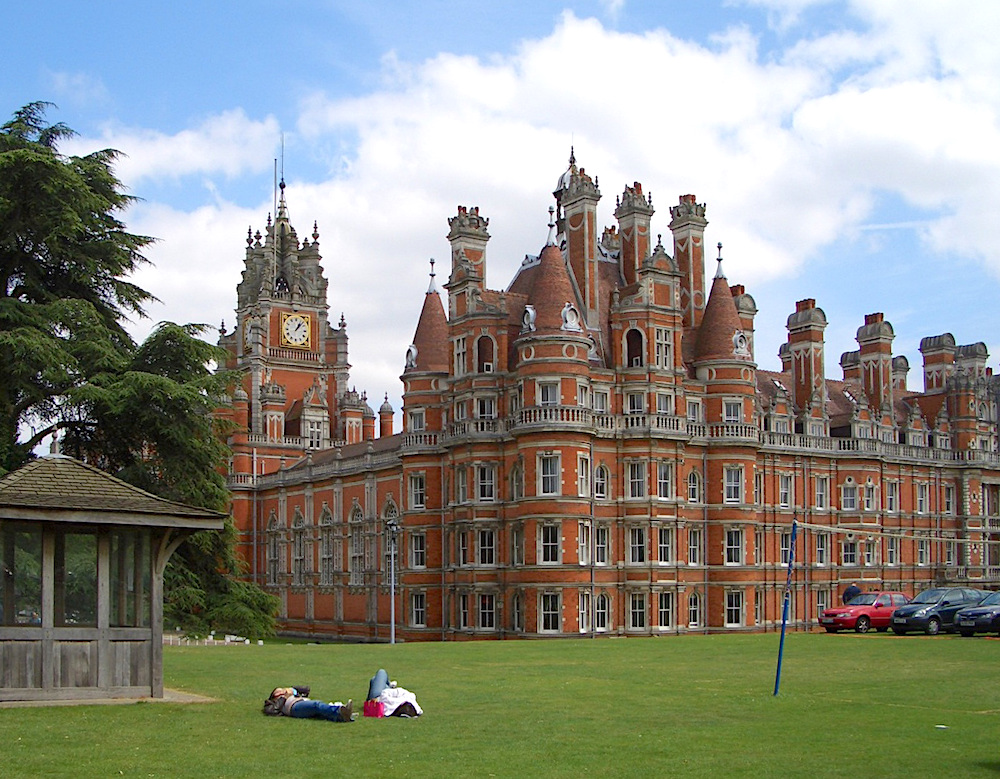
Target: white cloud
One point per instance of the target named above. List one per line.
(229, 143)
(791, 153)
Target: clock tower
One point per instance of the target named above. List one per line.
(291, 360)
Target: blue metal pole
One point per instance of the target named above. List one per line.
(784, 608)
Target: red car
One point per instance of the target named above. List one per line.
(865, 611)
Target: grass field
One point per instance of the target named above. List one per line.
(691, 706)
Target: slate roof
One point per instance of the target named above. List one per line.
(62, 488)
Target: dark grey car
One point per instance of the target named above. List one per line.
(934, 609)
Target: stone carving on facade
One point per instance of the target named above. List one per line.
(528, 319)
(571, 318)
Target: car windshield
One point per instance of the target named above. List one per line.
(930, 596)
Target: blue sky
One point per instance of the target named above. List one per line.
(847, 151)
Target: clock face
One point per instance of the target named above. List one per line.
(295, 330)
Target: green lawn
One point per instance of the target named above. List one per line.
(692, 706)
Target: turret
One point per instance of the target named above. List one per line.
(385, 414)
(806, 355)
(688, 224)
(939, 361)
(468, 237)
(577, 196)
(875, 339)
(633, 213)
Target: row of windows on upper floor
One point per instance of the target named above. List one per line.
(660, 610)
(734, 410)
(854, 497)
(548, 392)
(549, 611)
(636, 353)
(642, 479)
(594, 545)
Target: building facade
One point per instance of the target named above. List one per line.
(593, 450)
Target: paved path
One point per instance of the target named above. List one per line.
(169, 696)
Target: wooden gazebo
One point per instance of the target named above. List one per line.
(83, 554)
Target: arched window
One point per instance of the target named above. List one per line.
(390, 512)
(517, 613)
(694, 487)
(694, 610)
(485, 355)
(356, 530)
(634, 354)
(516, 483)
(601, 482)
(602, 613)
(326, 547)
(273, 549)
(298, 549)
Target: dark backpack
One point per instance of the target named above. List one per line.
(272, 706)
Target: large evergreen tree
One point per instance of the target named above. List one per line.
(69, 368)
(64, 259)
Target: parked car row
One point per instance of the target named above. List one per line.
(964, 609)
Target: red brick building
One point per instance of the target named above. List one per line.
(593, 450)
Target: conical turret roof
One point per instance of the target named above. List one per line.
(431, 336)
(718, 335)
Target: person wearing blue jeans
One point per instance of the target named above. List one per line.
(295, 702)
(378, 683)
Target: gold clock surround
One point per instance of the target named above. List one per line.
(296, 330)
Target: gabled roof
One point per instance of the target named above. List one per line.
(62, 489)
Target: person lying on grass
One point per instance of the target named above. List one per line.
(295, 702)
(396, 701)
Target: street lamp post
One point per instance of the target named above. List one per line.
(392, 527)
# # # # #
What needs to be done
From the first line to the last, repeat the records exactly, leaving out the pictures.

Written response
Target: white cloud
One point per instance of the target named above. List one per line.
(229, 143)
(791, 153)
Target: clock tower
One point per instance of the target named above. List one per line.
(291, 360)
Target: blue metal pole
One point per instance of the target named above. List one per line.
(784, 608)
Target: red car
One point per instance of the target named above. List one per line.
(865, 611)
Target: grass field
One point per instance of the target named above. List one per line.
(691, 706)
Target: slate roof
One point per instance of the target named above. List one per line.
(62, 488)
Target: dark grey car
One point per instance of the target named above. List one per line.
(934, 609)
Target: stone carving on facade
One point per instance of the target named above. List one per line.
(528, 319)
(571, 318)
Target: car windshield
One point per instance of the target named above. List one per line.
(930, 596)
Target: blue sky
One point per instance of the target named above. List one per line.
(847, 151)
Target: clock face
One point per instance of the target named above. List one per line.
(295, 330)
Target: green lawn
One point per instance of the target named above. List one per line.
(692, 706)
Target: turret
One point per instance of the target named above. List one per line.
(385, 414)
(806, 355)
(688, 224)
(939, 361)
(468, 237)
(577, 196)
(875, 339)
(633, 213)
Target: row of windows on upper floor
One point per instance of the target named above. List one per line.
(660, 610)
(734, 410)
(854, 497)
(548, 392)
(549, 611)
(636, 353)
(642, 479)
(594, 545)
Target: building facade
One point per instance of the target named above. List one per line.
(593, 450)
Target: paved path
One point per instance of the target named above. List one per line.
(169, 696)
Target: wooden gazebo
One point per instance of the target named above. List one per line.
(83, 554)
Target: arched window
One point per instance of the target named above. List one per line.
(390, 512)
(517, 613)
(694, 487)
(694, 610)
(485, 355)
(356, 530)
(634, 354)
(516, 483)
(601, 482)
(602, 613)
(326, 547)
(273, 549)
(298, 549)
Target: dark backpack
One point per instance of the target named above. List one per line.
(272, 706)
Target: large evergreen tree
One point per instance of the target named above. List one per line.
(69, 368)
(64, 259)
Target: parked car row
One point per instance of the target named above. List one per line.
(964, 609)
Target: red brick building
One point per instance of the target named above. List one per line.
(593, 450)
Target: conical turret roof
One point per instance of the target named above. List one per line.
(431, 336)
(718, 335)
Target: person wearing blue jeans
One point per instance of the target named above. List one per line.
(295, 702)
(378, 683)
Target: gold clock surround
One point per instance of the target named above. List one per line.
(296, 330)
Target: gabled roof
One point per instance of the target named above. List one per line.
(62, 489)
Target: person lying on grass
One point per instance of the target named above. List one per line.
(295, 702)
(396, 701)
Target: street lamp post
One point per instance of the target named above. List one per line.
(392, 527)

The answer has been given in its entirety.